──────── Listed records

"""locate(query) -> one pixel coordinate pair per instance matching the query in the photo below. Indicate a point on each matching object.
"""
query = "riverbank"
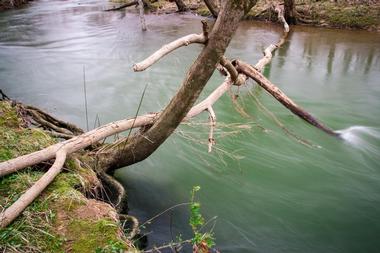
(325, 13)
(66, 217)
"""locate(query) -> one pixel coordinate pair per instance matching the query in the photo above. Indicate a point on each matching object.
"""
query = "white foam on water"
(361, 137)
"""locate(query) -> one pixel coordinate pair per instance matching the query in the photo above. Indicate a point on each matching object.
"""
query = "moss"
(8, 115)
(51, 222)
(89, 235)
(32, 230)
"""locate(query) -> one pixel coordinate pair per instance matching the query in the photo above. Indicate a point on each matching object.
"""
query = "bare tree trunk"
(145, 143)
(213, 8)
(180, 5)
(290, 12)
(141, 12)
(124, 6)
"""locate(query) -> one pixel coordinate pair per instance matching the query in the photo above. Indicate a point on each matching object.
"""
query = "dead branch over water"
(160, 125)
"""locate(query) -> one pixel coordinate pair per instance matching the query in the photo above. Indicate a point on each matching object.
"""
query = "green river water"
(270, 192)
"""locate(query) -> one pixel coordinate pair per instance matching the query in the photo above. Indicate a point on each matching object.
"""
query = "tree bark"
(141, 13)
(145, 143)
(212, 7)
(124, 6)
(280, 96)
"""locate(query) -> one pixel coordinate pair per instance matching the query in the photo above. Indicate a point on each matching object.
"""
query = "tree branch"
(212, 118)
(280, 96)
(165, 49)
(17, 207)
(123, 6)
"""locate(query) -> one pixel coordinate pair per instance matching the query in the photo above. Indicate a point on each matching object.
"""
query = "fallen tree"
(155, 128)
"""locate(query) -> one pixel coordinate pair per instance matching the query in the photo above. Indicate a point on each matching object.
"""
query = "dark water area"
(270, 192)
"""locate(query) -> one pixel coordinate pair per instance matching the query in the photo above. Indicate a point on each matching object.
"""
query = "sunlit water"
(272, 191)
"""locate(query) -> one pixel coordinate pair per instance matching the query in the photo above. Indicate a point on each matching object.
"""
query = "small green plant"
(201, 241)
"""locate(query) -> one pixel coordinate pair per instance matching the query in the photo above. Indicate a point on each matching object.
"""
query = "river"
(270, 191)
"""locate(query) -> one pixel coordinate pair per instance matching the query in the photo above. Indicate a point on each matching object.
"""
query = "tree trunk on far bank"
(290, 12)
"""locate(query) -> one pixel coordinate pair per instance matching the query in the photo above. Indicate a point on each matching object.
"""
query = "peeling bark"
(145, 143)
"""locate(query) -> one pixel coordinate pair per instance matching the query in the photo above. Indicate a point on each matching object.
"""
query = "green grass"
(50, 223)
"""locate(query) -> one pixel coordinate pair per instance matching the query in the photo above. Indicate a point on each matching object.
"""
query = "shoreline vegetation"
(77, 212)
(342, 14)
(74, 214)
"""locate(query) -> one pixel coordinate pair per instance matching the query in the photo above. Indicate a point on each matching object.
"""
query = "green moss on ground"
(61, 219)
(89, 235)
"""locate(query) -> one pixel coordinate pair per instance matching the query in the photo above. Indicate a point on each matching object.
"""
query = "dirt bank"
(67, 217)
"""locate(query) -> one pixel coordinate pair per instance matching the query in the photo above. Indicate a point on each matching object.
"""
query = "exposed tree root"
(157, 126)
(133, 3)
(280, 96)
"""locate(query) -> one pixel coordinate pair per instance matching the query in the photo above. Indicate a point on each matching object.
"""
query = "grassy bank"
(62, 219)
(326, 13)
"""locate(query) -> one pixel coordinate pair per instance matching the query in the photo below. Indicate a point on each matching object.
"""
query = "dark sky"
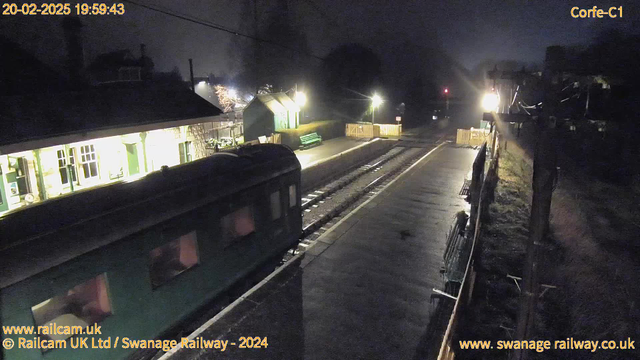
(469, 31)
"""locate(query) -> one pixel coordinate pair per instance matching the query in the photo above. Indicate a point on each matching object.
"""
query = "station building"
(267, 114)
(57, 143)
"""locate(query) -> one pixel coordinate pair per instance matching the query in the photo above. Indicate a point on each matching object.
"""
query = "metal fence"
(485, 169)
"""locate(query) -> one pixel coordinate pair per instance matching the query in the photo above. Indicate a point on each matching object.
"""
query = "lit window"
(276, 210)
(22, 176)
(237, 224)
(173, 258)
(82, 306)
(66, 167)
(89, 161)
(293, 196)
(185, 152)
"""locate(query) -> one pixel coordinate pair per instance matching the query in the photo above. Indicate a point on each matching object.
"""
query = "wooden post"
(544, 177)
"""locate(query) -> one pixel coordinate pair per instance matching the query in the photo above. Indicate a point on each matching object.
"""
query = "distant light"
(300, 98)
(376, 101)
(490, 102)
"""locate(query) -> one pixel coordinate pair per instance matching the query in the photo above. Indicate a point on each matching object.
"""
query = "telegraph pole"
(544, 178)
(257, 45)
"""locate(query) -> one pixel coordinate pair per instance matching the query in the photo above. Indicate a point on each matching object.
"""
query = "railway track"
(323, 207)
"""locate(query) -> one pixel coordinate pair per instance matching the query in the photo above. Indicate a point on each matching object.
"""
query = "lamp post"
(376, 101)
(301, 99)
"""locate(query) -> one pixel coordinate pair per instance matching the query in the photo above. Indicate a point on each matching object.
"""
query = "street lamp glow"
(376, 101)
(300, 98)
(490, 102)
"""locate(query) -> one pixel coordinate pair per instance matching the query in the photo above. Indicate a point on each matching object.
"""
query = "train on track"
(139, 258)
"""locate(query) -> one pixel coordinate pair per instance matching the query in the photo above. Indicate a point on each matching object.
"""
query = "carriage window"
(81, 306)
(276, 210)
(237, 224)
(173, 258)
(293, 196)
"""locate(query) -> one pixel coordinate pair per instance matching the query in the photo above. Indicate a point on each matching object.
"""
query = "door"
(132, 159)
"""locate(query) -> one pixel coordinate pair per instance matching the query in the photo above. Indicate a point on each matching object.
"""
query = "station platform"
(327, 149)
(363, 290)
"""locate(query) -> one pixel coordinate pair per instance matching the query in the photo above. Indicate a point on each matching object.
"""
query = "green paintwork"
(4, 201)
(140, 313)
(42, 189)
(310, 139)
(132, 159)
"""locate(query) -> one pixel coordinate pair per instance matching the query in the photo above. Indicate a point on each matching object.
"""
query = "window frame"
(88, 156)
(67, 167)
(228, 241)
(278, 198)
(294, 197)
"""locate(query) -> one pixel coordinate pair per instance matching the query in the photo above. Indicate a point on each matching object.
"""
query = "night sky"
(469, 31)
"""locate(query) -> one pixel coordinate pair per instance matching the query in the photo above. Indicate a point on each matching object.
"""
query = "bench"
(310, 140)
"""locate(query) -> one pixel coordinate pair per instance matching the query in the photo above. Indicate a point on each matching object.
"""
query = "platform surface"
(363, 290)
(327, 149)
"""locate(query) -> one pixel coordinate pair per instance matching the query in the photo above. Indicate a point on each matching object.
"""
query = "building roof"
(285, 100)
(43, 116)
(277, 102)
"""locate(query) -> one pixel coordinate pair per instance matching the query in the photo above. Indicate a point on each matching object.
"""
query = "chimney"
(75, 52)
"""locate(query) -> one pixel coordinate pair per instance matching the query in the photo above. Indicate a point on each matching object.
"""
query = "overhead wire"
(219, 27)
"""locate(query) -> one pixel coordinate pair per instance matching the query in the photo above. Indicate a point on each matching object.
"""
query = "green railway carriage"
(138, 258)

────────────────

[What this task involves]:
Could you retype all the entries above exactly, without the pictures?

[Result]:
"""locate(query) -> one pixel coordinate pair per instance matching the query in the photo below. Indicate a point on each matching object.
"""
query = "riverbank"
(325, 13)
(66, 217)
"""locate(query) -> one pixel coordinate pair per instance matching the query in the photo above. Indicate a point on each matching object.
"""
query = "white foam on water"
(361, 137)
"""locate(query) -> one pixel coordinate pair per instance matching the query in the photo above. Indicate a point on each matching object.
"""
query = "moss"
(8, 115)
(51, 222)
(89, 235)
(32, 230)
"""locate(query) -> one pixel coordinate pair per instance matching the query in the photo above. Indicate a point on each matching object.
"""
query = "bare tree trunk"
(145, 143)
(213, 8)
(180, 5)
(290, 12)
(141, 12)
(124, 6)
"""locate(query) -> one pixel coordinate pair per instance matching the query in the photo above. Indicate a point on each matching object.
"""
query = "dead branch over water"
(160, 125)
"""locate(query) -> one pixel coordinate pair per instance matching the query in the photo above. Indicate a point on each matching object.
"""
query = "green river water"
(270, 192)
"""locate(query) -> one pixel coordinate pair per instance matching the query in the photo above. Indicate a point on each matching object.
"""
query = "tree bark"
(141, 13)
(145, 143)
(212, 7)
(124, 6)
(280, 96)
"""locate(query) -> one pixel coordinate pair per instance matching the query in the photo above. Indicate a point on each matching object.
"""
query = "tree branch"
(212, 118)
(280, 96)
(165, 49)
(17, 207)
(123, 6)
"""locate(query) -> one pixel coordinate pair per instance matching the query in the photo above. Indicate a point on each matching object.
"""
query = "fallen tree"
(155, 128)
"""locate(query) -> one pixel coordinate pair per instance matching the query in the photo above. Indicate a point on each matching object.
"""
query = "dark water area"
(270, 192)
"""locate(query) -> one pixel coordinate pair per instance matching the query in the photo above. Indicate a point on each matching object.
"""
query = "sunlit water"
(272, 191)
"""locate(query) -> one pixel coordinate pair per instance matching the query in the photo above. Indicate a point on each matching object.
"""
query = "small green plant"
(201, 241)
"""locate(query) -> one pixel coordinate pair per instance matching the query in the photo above. Indicate a point on each matching object.
"""
query = "river"
(270, 191)
"""locate(query) -> one pixel coordinate pair per instance matching the query in the photo above. Indicate a point on each matching object.
"""
query = "tree trunk on far bank"
(290, 12)
"""locate(query) -> one pixel coordinate pair per instance matching the query in the photo above. Indicate a point on each matching object.
"""
query = "peeling bark"
(145, 143)
"""locate(query) -> one pixel coordinate pair per instance matching the query in the photo above. Indicate a point on each matching object.
"""
query = "green grass"
(50, 223)
"""locate(query) -> one pixel coordinate pair per instance matching the query in the photo above. Indicate a point on each matching object.
"""
query = "shoreline vegetation"
(77, 212)
(342, 14)
(74, 214)
"""locate(query) -> one pixel coordinate pair per instance matching the query in the photo above. Indicate a point on each matching object.
"""
query = "green moss on ground"
(61, 219)
(89, 235)
"""locate(query) -> one pixel coordinate pair per instance matching the query in the photo above. Indicate a point on each matching object.
"""
query = "dirt bank"
(67, 217)
"""locate(query) -> one pixel coordinate pair per instance matching the query in the photo above. Indicate a point on each matching object.
"""
query = "exposed tree root"
(157, 126)
(133, 3)
(280, 96)
"""locate(query) -> one pixel coordinate pair per instance matching the query in the photo above. Indicate a point on each matching object.
"""
query = "grassy bank"
(62, 219)
(326, 13)
"""locate(query) -> one pixel coordinate pair per instance matching the query in the photo below. Indicate a point on each matching object.
"""
query = "dark sky"
(469, 31)
"""locate(query) -> one pixel coordinate pair per instance matching the query in the photo above. Indicate a point on each matching object.
"""
query = "station building"
(267, 114)
(57, 143)
"""locate(query) -> one pixel coordinate pair per instance matching the query in the photo above. Indicate a point on each matching object.
"""
query = "metal fence"
(485, 169)
"""locate(query) -> one pixel coordinate pair per instance matching the query in the photo above. Indicate a point on each matching object.
"""
query = "lit window"
(276, 210)
(22, 176)
(237, 224)
(173, 258)
(82, 306)
(66, 167)
(89, 161)
(293, 196)
(185, 152)
"""locate(query) -> one pixel coordinate pair per instance matching the query in the photo above. Indicate a point on each matching object.
"""
query = "wooden post"
(544, 177)
"""locate(query) -> one pixel coordinate pair per instance matching the query in the photo above. Indicate a point on each matching object.
"""
query = "distant light"
(300, 98)
(376, 101)
(490, 102)
"""locate(query) -> one pixel coordinate pair per instance matching the query in the photo above. Indicate a point on each matching object.
"""
query = "telegraph pole"
(544, 178)
(257, 45)
"""locate(query) -> one pixel coordinate pair per instance matching the query in the photo above. Indicate a point on each matching object.
"""
query = "railway track"
(323, 207)
"""locate(query) -> one pixel coordinate pair per instance matching the query in the photo above. Indicate a point on each matching object.
"""
query = "lamp post"
(376, 101)
(301, 99)
"""locate(query) -> one pixel coordinate pair per instance matching the query in the photo above. Indicate a point on each matching object.
"""
query = "street lamp glow"
(376, 101)
(300, 98)
(490, 102)
"""locate(query) -> one pixel coordinate pair per instance matching the query in the photo above. Indicate a point on each matching object.
"""
query = "train on track"
(139, 258)
"""locate(query) -> one pixel coordinate pair per instance matching the query in the photo above. Indicate a point on each matching object.
"""
query = "carriage window"
(81, 306)
(276, 210)
(237, 224)
(173, 258)
(293, 196)
"""locate(query) -> one pixel coordinate pair per instance matching the query in the photo above. Indicate a point on each matching object.
"""
query = "door"
(132, 159)
"""locate(query) -> one pixel coordinate pair per instance matching the query in the photo above. Indicate a point on each matching object.
"""
query = "station platform"
(327, 149)
(363, 290)
"""locate(query) -> one pixel coordinate pair per instance matching the query in the photo above. Indicate a point on each matching object.
"""
query = "green paintwork"
(4, 201)
(140, 313)
(42, 189)
(310, 139)
(132, 159)
"""locate(query) -> one pixel coordinate pair per instance matching the query in the photo above. Indicate a point on each matching object.
"""
query = "window frame"
(88, 156)
(67, 167)
(228, 241)
(278, 198)
(294, 197)
"""locate(query) -> one pixel coordinate pair per instance matching the query in the photo above. Indicate a point on each matching object.
"""
query = "night sky"
(469, 31)
"""locate(query) -> one pixel coordinate pair per instance matching the query in the photo above. Indicate a point on each matching object.
"""
query = "bench"
(310, 140)
"""locate(query) -> one pixel coordinate pair per instance matching the query in the photo above. Indicate a point on each matching object.
"""
query = "platform surface"
(363, 290)
(327, 149)
"""locate(query) -> one pixel coordinate pair per instance matching the query in the photo above. Indicate a point on each matching object.
"""
query = "building roof"
(285, 100)
(43, 116)
(277, 102)
"""locate(query) -> one pixel coordinate pair per instance matching the query in the photo above. Indicate a point on each matching object.
"""
query = "chimney"
(75, 52)
"""locate(query) -> one pixel coordinate pair per instance matching the query in the photo above. Indicate a point on each matching object.
"""
query = "overhead wire"
(219, 27)
"""locate(query) -> one pixel coordinate pair per instance matching the query in the photo above. Indicate a point on each matching object.
"""
query = "green railway carriage"
(138, 258)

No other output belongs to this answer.